Фрагмент страницы:
____________________


 Все эти факты действительно вызывают грусть. Совершенно очевидно всем, даже самим «приватизаторам», что она не оправдала возлагавшихся на неё надежд, не смогла обеспечить продолжение работы советских предприятий в новых, рыночных условиях,  не смогла спасти разваливающийся производственный сектор России от разрушения и практически полного исчезновения. И это правда. Однако, далеко не вся правда. Другая половина правды, которая умалчивается критиками приватизации, заключается в том, что вся советская промышленность и структурно, и технологически, и экономически, и по своему географическому размещению была создана, изначально рассчитана лишь на работу в условиях социалистической плановой экономики. Это касалось всех предприятий, даже самых лучших и самых передовых (а таких тоже было в СССР немало). Работать в условиях рынка, а тем более – открытого для зарубежных товаров рынка, да ещё и в условиях распада СССР и неизбежного при этом разрыва большинства хозяйственных связей между предприятиями бывших республик такая промышленность просто не могла.

 Что же оставалось делать в таких условиях государству? Оставить эти предприятия в своей собственности? Но у нового государства уже не было тех инструментов и рычагов воздействия, с помощью которых обеспечивалась при социализме их работа: не было Госплана, Госснаба, сотен отраслевых министерств, всей партийной иерархии от райкомов до ЦК с их отраслевыми отделами. Не было руководящей роли КПСС, партийного контроля, угрозы исключения из партии, висевшей как дамоклов меч над головой практически любого руководителя любого уровня, и не было ещё очень многого другого, что составляло ту сложнейшую, строившуюся десятилетиями систему, призванную стать альтернативой капитализму (как показала история – альтернативой неполноценной), без которой экономика не способна была работать даже с такой низкой эффективностью, с которой она работала при социализме. Не было всего того, от чего с такой радостью отказалась «прогрессивная» часть общества в тот бурный период краха социалистической системы. И оставить в таких условиях предприятия в государственной собственности означало обречь их на разворовывание, государственный бюджет – на непосильное финансирование этих предприятий хотя бы в части выплат заработанной платы находящимся в вынужденном простое работникам, страну – на гиперинфляцию совсем других масштабов, чем возникшую реально в начале 90-х, на экономический крах, социальные, межнациональные и межконфессиональные волнения, конфликты и столкновения с непредсказуемым по своей трагичности концом.

____________________

Исходные данные:

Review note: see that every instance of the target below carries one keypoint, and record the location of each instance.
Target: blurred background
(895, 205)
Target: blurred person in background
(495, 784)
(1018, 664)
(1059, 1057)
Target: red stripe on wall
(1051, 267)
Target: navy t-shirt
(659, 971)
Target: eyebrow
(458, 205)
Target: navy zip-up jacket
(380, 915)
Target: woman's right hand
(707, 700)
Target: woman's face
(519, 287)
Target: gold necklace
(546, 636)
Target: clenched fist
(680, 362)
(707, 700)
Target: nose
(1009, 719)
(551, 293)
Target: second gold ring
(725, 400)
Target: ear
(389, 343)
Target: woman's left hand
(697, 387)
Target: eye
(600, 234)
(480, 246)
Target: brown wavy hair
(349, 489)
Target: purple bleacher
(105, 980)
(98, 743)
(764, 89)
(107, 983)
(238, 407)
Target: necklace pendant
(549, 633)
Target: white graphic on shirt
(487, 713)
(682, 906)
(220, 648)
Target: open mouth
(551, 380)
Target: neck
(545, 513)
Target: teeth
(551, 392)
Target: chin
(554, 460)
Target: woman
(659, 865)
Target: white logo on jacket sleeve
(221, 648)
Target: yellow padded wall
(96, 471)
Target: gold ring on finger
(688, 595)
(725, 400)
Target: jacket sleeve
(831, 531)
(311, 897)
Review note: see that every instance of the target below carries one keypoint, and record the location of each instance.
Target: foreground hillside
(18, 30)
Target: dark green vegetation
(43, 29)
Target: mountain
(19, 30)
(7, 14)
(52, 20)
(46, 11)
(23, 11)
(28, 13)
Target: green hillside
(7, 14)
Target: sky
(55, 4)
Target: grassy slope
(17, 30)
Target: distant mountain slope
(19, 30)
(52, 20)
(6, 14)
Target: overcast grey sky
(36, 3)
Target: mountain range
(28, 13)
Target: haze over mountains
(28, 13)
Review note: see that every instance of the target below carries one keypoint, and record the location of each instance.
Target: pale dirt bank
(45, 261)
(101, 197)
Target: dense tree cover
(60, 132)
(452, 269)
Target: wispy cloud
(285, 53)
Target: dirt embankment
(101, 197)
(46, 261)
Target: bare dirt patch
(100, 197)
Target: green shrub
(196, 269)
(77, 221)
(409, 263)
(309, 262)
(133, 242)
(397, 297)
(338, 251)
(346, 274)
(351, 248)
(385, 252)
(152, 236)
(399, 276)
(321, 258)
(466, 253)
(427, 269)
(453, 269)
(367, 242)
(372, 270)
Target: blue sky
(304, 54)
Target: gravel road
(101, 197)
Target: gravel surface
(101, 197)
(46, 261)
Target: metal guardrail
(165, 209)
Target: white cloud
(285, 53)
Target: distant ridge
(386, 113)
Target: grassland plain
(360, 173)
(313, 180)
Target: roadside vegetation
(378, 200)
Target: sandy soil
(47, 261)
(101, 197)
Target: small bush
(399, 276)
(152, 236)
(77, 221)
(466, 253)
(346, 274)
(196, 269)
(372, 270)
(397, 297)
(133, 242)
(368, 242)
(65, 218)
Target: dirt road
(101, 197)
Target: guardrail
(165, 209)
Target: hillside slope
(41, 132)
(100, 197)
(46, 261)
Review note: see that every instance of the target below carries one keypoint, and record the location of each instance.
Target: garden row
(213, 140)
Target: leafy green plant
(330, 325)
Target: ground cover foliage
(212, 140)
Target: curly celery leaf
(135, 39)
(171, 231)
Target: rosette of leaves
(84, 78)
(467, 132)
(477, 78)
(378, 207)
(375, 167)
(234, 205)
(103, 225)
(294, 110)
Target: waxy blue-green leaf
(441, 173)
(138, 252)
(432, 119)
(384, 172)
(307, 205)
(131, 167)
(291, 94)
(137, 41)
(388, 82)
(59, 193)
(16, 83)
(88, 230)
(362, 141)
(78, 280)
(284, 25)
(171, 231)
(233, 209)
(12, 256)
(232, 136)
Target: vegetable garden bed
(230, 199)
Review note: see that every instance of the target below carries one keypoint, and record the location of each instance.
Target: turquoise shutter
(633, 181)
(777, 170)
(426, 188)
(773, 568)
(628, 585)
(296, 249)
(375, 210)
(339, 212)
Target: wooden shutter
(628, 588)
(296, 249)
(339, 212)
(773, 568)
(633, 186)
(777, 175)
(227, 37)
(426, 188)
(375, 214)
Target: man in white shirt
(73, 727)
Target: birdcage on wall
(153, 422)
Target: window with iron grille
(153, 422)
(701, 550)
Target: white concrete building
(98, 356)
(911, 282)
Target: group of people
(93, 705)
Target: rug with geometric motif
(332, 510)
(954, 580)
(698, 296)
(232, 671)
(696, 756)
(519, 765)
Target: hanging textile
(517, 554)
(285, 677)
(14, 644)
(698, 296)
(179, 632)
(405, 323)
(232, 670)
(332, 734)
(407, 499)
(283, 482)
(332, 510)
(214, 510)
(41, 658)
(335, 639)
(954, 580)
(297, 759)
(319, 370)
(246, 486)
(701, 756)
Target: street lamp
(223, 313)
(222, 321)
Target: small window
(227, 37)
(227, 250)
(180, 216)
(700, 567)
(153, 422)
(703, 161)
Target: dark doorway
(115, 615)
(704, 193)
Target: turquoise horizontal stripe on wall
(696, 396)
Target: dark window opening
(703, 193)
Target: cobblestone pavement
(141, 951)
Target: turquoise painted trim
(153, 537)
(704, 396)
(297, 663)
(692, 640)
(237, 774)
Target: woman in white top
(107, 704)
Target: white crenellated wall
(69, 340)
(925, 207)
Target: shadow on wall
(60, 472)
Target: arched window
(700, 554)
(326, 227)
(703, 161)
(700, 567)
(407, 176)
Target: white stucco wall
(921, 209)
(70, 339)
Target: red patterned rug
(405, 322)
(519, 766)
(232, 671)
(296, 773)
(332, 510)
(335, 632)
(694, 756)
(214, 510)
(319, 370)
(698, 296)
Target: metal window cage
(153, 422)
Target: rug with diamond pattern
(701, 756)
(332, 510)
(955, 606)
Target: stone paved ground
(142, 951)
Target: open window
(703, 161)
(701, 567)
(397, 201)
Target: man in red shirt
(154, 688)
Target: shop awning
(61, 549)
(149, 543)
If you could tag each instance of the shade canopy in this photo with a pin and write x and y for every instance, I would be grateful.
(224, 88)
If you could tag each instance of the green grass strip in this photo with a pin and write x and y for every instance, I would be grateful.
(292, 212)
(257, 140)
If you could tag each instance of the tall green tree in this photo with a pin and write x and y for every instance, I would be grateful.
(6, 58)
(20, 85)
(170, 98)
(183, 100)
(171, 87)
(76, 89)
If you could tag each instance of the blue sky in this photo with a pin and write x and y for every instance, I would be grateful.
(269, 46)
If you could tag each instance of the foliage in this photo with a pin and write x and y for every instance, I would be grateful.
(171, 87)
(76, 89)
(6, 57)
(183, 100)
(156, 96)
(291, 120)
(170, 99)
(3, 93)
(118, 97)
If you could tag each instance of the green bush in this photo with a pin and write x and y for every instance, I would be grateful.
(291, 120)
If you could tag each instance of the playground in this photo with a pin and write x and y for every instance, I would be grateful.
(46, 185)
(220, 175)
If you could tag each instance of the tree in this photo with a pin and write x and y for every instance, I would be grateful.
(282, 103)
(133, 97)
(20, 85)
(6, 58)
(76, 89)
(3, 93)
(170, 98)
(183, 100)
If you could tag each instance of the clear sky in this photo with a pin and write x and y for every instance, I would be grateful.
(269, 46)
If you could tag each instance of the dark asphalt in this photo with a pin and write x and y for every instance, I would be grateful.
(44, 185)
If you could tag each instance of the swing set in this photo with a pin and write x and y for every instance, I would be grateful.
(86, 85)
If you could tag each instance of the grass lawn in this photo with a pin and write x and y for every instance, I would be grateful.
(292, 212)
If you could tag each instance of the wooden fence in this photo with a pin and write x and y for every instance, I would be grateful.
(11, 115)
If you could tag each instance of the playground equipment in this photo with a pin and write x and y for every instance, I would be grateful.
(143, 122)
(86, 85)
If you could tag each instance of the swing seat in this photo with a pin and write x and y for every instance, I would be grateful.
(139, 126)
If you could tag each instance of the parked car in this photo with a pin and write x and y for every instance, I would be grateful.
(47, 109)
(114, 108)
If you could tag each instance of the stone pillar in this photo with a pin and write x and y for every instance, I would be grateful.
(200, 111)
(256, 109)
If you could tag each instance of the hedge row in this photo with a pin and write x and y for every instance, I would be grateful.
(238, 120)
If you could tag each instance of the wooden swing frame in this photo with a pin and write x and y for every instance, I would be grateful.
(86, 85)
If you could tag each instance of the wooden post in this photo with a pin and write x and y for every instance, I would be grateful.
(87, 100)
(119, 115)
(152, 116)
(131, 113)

____________________

Порядок выполнения A: Объясните в одном–трёх предложениях, почему, согласно отрывку о приватизации, государство не могло оставить предприятия в своей собственности.
Порядок выполнения B: Продолжите отрывок о приватизации, начав сразу после его последнего предложения.

Результат выполнения A: У нового государства уже не было инструментов и рычагов, которыми при социализме обеспечивалась работа предприятий: Госплана, Госснаба, отраслевых министерств, партийной иерархии, руководящей роли КПСС и партийного контроля. Без этой системы экономика не могла работать даже с прежней низкой эффективностью. Поэтому сохранение предприятий в госсобственности обрекло бы их на разворовывание, бюджет — на непосильное финансирование, а страну — на гиперинфляцию, экономический крах и социальные конфликты.

Результат выполнения B:
 В таких обстоятельствах приватизация оказалась меньшим злом. Не выполнив возлагавшихся на неё экономическими романтиками надежд, она обеспечила более плавный и менее болезненный для страны демонтаж всё равно обречённой старой промышленности. Вполне уместно сравнение приватизации с похоронами советского производственного сектора, а приватизаторов – с его могильщиками. Но могильщики – это не убийцы. Они всего-навсего обеспечили предание земле уже начинавшего смердеть трупа, способного, не будучи похороненным, заразить и убить этим заражением многое и многих. А кто же тогда убийцы? Да те, кто начал (руководители партии) и поддержал (мы с вами) ошибочный в последовательности выбранных этапов реформ курс на «гласность» и «демократизацию», как первый этап преобразований, оставляя экономику «на потом». Жизнь показала, что ничего хорошего «потом» с экономикой быть не может. «На потом» надо было отложить как раз «гласность» и «демократизацию», а экономические преобразования в направлении перехода к рынку нужно было бы, как в Китае начинать проводить не только не ослабляя столь ненавистную для «прогрессивной» интеллигенции партийную диктатуру, но и, возможно, даже усиливая её в неизбежно сложный переходный период. А «демократизация» и «гласность» в случае успешности подобных экономических преобразований никуда бы не делись, а выросли со временем сами по себе из успешной рыночной экономики, как это происходило во всех без исключения странах мира, где они сейчас имеются. Таким образом, получается, что жалеть о «похороненной» приватизаторами советской промышленности – по сути означает жалеть о разрушенной социалистической системе. А кому её не жалко (а она действительно была мало симпатичной), те пусть не вздыхают обо всём, что за этим последовало. Включая, конечно, приватизацию. Как говорится, «снявши голову, по волосам не плачут».